**** Reading passage ****

WASHINGTON, DC – MAY 13: Colorado Governor Jared Polis (R) wears a face mask as U.S. President … [+]
Colorado Governor Jared Polis (D) has stood out among his Democratic gubernatorial counterparts in 2020 with op-eds and remarks touting the benefits of lowering tax rates. Despite this business-friendly rhetoric, Governor Polis’s administration moved swiftly in recent weeks to saddle employers with a costly new regulation at a time when many businesses can least afford it.
At the same time that Colorado Governor Jared Polis (D) traveled to the White House in mid-May to seek federal assistance for employers and workers in his state, leading officials at Polis’s Department of Labor were pressing forward with the rushed implementation of a new regulation to expand the definition of joint employer status. This action in Colorado comes only a few months after the Trump administration’s Department of Labor clarified joint employer definition rules on a more narrow basis, bringing an end to a war on the franchise model initiated by the Obama administration four years ago.
That war began with since rescinded Obama-era guidance, which came in the form of a 2016 Administrator’s Interpretation, that was disastrous for franchise businesses. An International Franchise Association/U.S. Chamber of Commerce study found the standard imposed by the Obama administration led to a 93% increase in lawsuits against franchises and $33.3 billion in lost economic output.
The clarifying rule issued by the U.S. Department of Labor in February, which reversed the 2016 Obama administration expansion of joint employer status, specified that for a business to be considered and regulated as a joint employer of a given worker, it must, according to the National Labor Relations Board, “possess and exercise substantial direct and immediate control over one or more essential terms and conditions of employment of another employer’s employees.”
NLRB Chairman John F. Ring said that February rule clarification “gives our joint-employer standard the clarity, stability, and predictability that is essential to any successful labor-management relationship and vital to our national economy.”
“Employers will now have certainty in structuring their business relationships, employees will have a better understanding of their employment circumstances, and unions will have clarity regarding with whom they have a collective-bargaining relationship,” Ring added.
The proposed Colorado Department of Labor rule would effectively decouple Colorado from this federal joint employer standard, imposing a broader joint employer classification than what is applied in the other 49 states.
“It does not make sense to hold Business A liable for Business B’s mistake if Business A was not actively controlling Business B’s employees,” said Tony Gagliardi, Colorado director of the National Federation of Independent Business (NFIB), about the state Department of Labor’s proposed rule. “The federal government nicely clarified the matter recently. It would be nice if the state cleaved to that.”
The broadened joint employer rule proposed by the Colorado Department of Labor on April 15 would amount to the state level institution of the controversially broad and since-repealed Obama-era joint employer rule. In short, the new rule expands joint employment determination in a way that would make it easier for trial lawyers to sue Colorado businesses. NFIB argues that the proposed Colorado rule would “discourage larger firms from working with smaller firms” and would “upend legitimate franchising arrangements.”

****

### Things to do
1 > In the article on Colorado's joint employer rule, why does Tony Gagliardi of the NFIB object to the state Department of Labor's proposed rule? Answer in one to three sentences.
2 > Print the part of the Colorado joint employer article that opens with the words containing "NLRB Chairman John" and closes with "other 49 states.".
The records that come next are separate material with no connection to the article.

**** Excerpted data ****

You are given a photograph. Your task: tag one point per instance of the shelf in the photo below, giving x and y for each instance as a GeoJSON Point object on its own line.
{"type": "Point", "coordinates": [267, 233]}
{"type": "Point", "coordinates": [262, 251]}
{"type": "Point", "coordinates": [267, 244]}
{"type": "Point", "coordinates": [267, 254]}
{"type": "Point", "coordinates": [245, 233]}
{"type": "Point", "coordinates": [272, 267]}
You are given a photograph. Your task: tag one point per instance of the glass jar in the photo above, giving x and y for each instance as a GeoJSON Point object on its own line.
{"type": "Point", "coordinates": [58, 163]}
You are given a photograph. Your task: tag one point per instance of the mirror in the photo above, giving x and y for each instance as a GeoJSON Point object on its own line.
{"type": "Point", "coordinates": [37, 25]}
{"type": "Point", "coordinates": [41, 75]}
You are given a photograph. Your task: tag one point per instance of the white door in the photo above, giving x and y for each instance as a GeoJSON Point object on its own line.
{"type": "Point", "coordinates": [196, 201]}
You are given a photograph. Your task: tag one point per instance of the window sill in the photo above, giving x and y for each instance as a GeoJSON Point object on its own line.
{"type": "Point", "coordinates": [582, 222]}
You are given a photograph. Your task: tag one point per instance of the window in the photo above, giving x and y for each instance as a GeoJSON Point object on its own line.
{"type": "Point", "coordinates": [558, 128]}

****
**** Excerpted data ****

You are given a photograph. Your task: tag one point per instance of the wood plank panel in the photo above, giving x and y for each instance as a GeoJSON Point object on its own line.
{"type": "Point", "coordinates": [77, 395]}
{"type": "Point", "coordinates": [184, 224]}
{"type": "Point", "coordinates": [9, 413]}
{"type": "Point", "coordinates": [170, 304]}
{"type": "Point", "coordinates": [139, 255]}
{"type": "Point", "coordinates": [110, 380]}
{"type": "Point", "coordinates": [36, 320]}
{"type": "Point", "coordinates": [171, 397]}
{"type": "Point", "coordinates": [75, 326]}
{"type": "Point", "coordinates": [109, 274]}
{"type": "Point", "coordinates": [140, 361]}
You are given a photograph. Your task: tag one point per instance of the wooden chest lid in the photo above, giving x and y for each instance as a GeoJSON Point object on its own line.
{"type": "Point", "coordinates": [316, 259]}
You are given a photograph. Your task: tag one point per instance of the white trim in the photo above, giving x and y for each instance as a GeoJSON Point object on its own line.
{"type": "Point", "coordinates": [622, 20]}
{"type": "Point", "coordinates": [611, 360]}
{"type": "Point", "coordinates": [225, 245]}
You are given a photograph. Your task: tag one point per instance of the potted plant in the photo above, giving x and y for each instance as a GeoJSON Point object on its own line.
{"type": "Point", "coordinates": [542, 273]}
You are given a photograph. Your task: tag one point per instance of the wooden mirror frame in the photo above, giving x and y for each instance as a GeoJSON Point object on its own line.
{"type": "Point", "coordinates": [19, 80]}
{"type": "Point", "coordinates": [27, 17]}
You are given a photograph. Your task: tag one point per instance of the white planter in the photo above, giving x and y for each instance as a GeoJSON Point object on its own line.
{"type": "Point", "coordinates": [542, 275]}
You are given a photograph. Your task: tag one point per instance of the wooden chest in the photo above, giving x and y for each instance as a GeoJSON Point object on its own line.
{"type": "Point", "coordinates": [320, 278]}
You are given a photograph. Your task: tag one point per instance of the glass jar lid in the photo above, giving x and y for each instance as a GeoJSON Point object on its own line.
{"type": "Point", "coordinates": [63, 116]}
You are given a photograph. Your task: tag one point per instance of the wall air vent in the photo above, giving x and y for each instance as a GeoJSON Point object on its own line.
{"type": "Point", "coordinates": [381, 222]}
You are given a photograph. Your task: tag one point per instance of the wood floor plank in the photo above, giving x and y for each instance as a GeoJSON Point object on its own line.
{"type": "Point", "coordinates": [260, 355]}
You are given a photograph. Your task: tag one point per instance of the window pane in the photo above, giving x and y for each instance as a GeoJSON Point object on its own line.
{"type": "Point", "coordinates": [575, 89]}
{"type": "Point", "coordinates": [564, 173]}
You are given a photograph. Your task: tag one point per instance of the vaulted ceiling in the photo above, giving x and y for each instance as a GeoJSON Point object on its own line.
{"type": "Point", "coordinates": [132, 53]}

****

### List of answers
1 > Gagliardi says it does not make sense to hold Business A liable for Business B's mistake if Business A was not actively controlling Business B's employees. He adds that the federal government recently clarified the matter, and the state should stick to that.

2 >
NLRB Chairman John F. Ring said that February rule clarification “gives our joint-employer standard the clarity, stability, and predictability that is essential to any successful labor-management relationship and vital to our national economy.”
“Employers will now have certainty in structuring their business relationships, employees will have a better understanding of their employment circumstances, and unions will have clarity regarding with whom they have a collective-bargaining relationship,” Ring added.
The proposed Colorado Department of Labor rule would effectively decouple Colorado from this federal joint employer standard, imposing a broader joint employer classification than what is applied in the other 49 states.